(Part of a data file)
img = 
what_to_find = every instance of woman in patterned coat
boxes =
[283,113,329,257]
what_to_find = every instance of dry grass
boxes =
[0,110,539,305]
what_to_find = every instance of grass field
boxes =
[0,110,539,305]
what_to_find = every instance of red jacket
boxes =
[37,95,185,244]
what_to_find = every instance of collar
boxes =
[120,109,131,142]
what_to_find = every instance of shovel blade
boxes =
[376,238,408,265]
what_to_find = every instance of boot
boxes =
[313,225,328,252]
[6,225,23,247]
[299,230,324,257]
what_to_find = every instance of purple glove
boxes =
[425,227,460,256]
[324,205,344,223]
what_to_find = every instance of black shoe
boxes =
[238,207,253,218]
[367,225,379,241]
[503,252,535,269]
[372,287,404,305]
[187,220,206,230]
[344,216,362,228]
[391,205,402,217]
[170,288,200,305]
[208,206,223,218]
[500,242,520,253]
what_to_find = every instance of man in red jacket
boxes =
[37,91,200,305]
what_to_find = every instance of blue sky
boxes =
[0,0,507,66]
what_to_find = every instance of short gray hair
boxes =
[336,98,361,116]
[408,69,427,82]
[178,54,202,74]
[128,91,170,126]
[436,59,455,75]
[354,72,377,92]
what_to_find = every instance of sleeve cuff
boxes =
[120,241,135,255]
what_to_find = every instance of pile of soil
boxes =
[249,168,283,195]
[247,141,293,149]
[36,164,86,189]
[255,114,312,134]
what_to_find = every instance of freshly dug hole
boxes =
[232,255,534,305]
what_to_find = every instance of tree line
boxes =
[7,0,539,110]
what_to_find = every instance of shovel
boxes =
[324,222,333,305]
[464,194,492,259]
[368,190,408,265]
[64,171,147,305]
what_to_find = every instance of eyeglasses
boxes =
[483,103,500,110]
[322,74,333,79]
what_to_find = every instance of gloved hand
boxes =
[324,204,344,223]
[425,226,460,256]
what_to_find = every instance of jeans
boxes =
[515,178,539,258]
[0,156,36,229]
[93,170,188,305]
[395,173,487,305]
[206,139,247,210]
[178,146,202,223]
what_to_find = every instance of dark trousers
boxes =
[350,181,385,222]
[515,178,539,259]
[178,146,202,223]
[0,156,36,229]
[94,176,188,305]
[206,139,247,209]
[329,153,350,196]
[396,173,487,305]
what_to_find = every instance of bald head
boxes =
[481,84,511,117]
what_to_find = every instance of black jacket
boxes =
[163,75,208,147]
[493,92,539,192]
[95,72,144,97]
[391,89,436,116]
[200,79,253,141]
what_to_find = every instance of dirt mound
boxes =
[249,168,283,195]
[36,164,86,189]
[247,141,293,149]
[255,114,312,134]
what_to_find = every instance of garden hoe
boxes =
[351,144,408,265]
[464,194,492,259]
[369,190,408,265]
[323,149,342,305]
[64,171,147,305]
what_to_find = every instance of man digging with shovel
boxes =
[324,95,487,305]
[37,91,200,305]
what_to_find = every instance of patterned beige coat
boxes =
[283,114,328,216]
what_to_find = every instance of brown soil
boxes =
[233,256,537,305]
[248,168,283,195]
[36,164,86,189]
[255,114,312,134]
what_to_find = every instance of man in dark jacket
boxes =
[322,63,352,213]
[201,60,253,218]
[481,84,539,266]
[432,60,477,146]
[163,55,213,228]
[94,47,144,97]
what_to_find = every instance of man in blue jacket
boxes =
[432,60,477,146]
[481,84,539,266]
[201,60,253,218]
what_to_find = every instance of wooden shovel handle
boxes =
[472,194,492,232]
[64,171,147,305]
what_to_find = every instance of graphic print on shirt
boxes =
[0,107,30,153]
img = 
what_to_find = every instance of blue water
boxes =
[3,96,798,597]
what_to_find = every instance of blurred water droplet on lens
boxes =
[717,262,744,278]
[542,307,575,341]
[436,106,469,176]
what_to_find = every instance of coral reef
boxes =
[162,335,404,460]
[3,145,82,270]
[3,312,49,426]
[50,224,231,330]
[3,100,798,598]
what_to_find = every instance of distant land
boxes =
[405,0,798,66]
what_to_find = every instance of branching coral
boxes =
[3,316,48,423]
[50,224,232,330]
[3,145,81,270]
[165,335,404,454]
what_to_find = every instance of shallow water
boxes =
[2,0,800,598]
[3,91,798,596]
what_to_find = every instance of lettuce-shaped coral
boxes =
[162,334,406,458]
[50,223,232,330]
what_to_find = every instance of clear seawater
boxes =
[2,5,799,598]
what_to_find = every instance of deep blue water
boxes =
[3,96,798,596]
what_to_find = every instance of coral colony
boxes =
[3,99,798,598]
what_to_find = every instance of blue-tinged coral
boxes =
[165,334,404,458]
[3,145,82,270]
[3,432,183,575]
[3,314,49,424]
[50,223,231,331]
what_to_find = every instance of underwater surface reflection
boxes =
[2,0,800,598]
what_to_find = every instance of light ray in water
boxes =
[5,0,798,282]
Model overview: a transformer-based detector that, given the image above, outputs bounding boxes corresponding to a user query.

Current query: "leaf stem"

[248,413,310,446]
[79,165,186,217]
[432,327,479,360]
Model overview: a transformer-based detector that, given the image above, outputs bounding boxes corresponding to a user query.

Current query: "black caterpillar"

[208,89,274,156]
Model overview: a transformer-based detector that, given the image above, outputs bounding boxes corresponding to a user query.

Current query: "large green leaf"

### Work to do
Copy out the items starting with the line that contains "what_to_find = every instance of branching" and going on through the line that contains "[5,0,798,282]", both included, without changing anything.

### Output for this exercise
what_to_find = every instance of branching coral
boxes =
[3,316,48,423]
[50,224,232,330]
[3,145,81,270]
[165,335,404,454]
what_to_find = every instance of shallow water
boxes =
[2,0,800,598]
[3,91,798,596]
what_to_find = every instance of lettuce-shaped coral
boxes =
[162,334,406,458]
[50,223,232,330]
what_to_find = every instance of clear seawater
boxes =
[2,5,799,598]
what_to_find = every instance of deep blue water
boxes =
[3,96,798,596]
what_to_find = every instance of coral colony
boxes =
[3,99,798,598]
what_to_find = every instance of blue-tinged coral
boxes =
[165,334,404,458]
[3,145,82,270]
[3,432,183,575]
[3,314,49,424]
[50,223,231,331]
what_to_find = every instance of underwater surface reflection
boxes =
[2,0,800,598]
what_to_find = every instance of light ray in water
boxes =
[5,0,798,282]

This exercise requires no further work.